> _Document extract_:
****************
Students are able to investigate sustainability issues through environmentally-focused classes taught by faculty with strong environmental expertise in interdisciplinary programs such as Engineering Studies and Environmental Science and Studies. Faculty are passionate about helping students examine and understand complex environmental issues affecting our campus, our community, and the world.
Other departments and programs that regularly incorporate topics pertaining to the environment and sustainability include Art, Anthropology & Sociology, Geology, English, Civil and Environmental Engineering, Engineering Studies, Film and Media Studies, Philosophy, History and Biology, among many others. A number of these courses are cross-listed between Environmental Studies and various home departments. In keeping with the interdisciplinary approach needed to address challenges in sustainability, many courses are team-taught.
Course highlights:
EVST 380, Sustainability Internship, is hands on opportunity for students to work directly with the Office of Sustainability on projects to help improve Lafayette’s campus. Look for a project that interests you and reach out if you have any questions!
EVST 253, Voices of Environmental Justice, explores the intersection of the arts and environmental justice movements around the world.
CE 203, Envisioning a Sustainable World, In this seminar-style course, students explore the concept of sustainability, the relationships between the natural and built environment, and the sustainable and/or unsustainable aspects of large-scale systems (energy, water, food, transportation, buildings, etc.) that support society. Students research aspects of sustainable systems and/or participate in applied projects in the campus and local community.
CE 352, Hydrology, Introduction to engineering hydrology, primarily dealing with surface waters. Topics include hydrologic cycle, frequency analysis, rainfall/runoff relationships, routing, and stormwater management and design. Design problems using current hydrological computer models are assigned.
ENG 351, Environmental Writing, This course is designed to engage students in advanced writing about nature and the environment. A central focus of the course will be an examination of the language and rhetoric used to describe these crucial issues in various popular, government, and scholarly contexts.
ECON 340, Environmental and Resource Economics, is taught by the Economics Department. The course focuses on how the environment and the economy interact and how public policy can be used to shape this interaction.
****************
> _Data provided_:
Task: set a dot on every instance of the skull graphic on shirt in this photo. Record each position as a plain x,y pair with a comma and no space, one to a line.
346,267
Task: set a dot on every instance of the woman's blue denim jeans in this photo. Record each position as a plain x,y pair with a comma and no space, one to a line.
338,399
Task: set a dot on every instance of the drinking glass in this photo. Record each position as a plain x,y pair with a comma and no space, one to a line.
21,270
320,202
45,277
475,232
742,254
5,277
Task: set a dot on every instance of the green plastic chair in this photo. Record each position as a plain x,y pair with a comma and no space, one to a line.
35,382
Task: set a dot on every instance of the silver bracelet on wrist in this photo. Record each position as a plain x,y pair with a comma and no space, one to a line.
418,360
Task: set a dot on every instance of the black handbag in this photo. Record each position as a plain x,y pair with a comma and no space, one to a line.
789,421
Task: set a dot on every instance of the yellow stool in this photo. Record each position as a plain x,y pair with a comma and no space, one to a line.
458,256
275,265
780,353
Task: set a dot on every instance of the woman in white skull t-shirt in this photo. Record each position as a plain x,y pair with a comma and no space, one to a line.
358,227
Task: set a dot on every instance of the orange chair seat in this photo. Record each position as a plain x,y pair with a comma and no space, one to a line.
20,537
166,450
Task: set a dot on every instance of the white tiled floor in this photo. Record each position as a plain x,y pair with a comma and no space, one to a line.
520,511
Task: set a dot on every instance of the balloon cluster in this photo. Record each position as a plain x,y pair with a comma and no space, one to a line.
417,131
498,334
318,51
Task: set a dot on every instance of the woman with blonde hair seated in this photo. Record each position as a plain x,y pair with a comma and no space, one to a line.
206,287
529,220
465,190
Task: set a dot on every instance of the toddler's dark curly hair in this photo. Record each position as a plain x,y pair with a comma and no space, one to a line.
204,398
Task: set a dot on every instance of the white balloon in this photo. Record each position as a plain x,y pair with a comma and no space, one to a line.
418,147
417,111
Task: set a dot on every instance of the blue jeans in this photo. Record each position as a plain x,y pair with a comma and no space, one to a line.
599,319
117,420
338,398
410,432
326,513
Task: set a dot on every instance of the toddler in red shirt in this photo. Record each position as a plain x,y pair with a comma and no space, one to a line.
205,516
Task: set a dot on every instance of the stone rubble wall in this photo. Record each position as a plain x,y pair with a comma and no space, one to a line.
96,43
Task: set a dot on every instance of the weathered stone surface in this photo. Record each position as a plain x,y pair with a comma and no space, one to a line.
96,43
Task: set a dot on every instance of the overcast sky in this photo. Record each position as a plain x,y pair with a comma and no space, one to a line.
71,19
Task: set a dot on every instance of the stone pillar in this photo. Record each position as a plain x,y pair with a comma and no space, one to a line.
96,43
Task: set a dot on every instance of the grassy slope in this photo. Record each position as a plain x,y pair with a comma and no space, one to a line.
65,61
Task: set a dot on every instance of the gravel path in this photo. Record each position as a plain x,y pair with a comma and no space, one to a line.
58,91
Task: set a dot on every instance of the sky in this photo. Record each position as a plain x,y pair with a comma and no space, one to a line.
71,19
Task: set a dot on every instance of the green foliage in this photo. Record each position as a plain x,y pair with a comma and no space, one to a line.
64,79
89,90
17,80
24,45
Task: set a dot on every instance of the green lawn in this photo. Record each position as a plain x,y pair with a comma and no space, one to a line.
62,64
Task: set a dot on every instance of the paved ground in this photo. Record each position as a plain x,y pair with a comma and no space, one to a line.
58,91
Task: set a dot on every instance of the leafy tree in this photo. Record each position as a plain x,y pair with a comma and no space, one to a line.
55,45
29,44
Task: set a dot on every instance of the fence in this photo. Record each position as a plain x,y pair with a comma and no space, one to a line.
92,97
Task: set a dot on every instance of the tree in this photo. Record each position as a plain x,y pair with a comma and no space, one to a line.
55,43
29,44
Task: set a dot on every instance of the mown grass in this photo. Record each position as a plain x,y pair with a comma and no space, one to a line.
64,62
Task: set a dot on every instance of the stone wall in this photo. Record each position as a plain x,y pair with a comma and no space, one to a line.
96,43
****************
> _Explore the material_:
[a] Answer these questions using the sustainability courses text, one answer per line:
(i) Which office do students in EVST 380 work with directly?
(ii) Which department teaches ECON 340?
(iii) What kind of waters does CE 352 mainly deal with?
[b] Decide whether each statement agrees with the sustainability courses text. Answer yes or no, and quote the words that decide it.
(i) Many of the courses are taught by teams.
(ii) EVST 253 explores where science meets environmental justice movements.
(iii) CE 352 assigns design problems that use current hydrological computer models.
[c] Continue the sustainability courses text from its last sentence.
The records were drawn from a different source than the sustainability courses text.

> _Expected results_:
[a]
(i) The Office of Sustainability
(ii) The Economics Department
(iii) Surface waters

[b]
(i) Yes: "many courses are team-taught"
(ii) No: "explores the intersection of the arts and environmental justice movements around the world"
(iii) Yes: "Design problems using current hydrological computer models are assigned."

[c]
EGRS 352, Energy, Technology, and the Modern World, explores energy conversion in the electric, transportation, food production, and buildings sectors. Students gain both technical understanding of energy technologies and appreciation of the complex consequences and global contexts surrounding energy production.
EGRS/EVST 373, Technology and Nature, explores the complicated interactions amongst and between technologies and nature. The course help students understand those interactions by addressing historical, ethical, artistic, and scientific distinctions between the natural and the human-built world.
EGRS 480, Sustainable Solutions, Sustainable solutions developed for a complex, real-world project by small groups of multidisciplinary students directed by a faculty advisor, or team of faculty advisors. All projects include significant technical and non technical challenges, and do not have a well-defined solution procedure. The STARS report was produced by this course.
EVST 290, Climate Change: The Facts, the Issues, and the Long-term View, considers the scientific evidence that has climate experts worried about the future, as well as the significant and global nature of economic, societal, and political-issues that human induced climate change raises.
HIST 252, Transformations of the American Environment, focuses on the historically changing relationship between the environment (and environmental change) and American society.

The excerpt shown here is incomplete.